● YOUR ASSIGNMENT
What lines of the listing below contain the word "Query"? Copy each of them out.

◇ ◇ ◇ ◇ ◇ ◇ ◇

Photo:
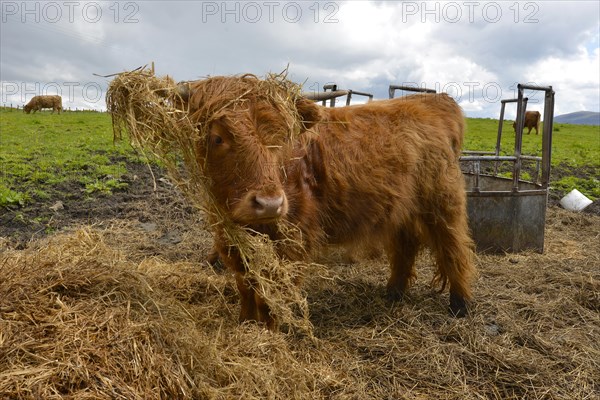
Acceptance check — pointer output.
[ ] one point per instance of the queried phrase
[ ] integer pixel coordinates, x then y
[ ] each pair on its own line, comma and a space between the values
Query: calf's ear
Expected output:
309, 113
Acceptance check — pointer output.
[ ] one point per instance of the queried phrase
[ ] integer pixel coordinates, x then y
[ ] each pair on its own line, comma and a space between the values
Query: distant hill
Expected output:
579, 117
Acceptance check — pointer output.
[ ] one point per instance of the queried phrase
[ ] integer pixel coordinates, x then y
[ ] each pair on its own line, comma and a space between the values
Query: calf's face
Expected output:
246, 151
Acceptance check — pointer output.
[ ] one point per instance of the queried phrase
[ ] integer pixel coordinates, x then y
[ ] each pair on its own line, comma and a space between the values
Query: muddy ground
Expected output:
128, 308
150, 198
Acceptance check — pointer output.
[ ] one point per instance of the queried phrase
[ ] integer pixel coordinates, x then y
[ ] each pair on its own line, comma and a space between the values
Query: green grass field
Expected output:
42, 153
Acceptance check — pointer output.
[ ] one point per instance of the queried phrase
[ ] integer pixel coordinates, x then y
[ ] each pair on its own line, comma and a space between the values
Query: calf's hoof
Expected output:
458, 306
394, 295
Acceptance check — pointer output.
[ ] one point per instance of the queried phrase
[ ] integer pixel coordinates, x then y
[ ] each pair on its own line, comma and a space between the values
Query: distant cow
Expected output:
384, 173
44, 101
532, 120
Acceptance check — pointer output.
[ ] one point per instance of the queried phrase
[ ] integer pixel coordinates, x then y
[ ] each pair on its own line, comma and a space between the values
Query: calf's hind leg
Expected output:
453, 248
401, 251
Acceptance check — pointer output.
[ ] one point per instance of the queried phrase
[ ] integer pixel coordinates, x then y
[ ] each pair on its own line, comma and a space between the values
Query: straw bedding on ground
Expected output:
88, 313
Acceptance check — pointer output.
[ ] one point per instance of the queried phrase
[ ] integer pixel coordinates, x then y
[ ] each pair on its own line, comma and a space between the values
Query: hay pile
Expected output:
174, 129
86, 315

◇ ◇ ◇ ◇ ◇ ◇ ◇

● RESPONSE
Query: calf's ear
Query: distant hill
Query: calf's face
Query: muddy ground
Query: green grass field
Query: calf's hoof
Query: distant cow
Query: calf's hind leg
Query: straw bedding on ground
Query: hay pile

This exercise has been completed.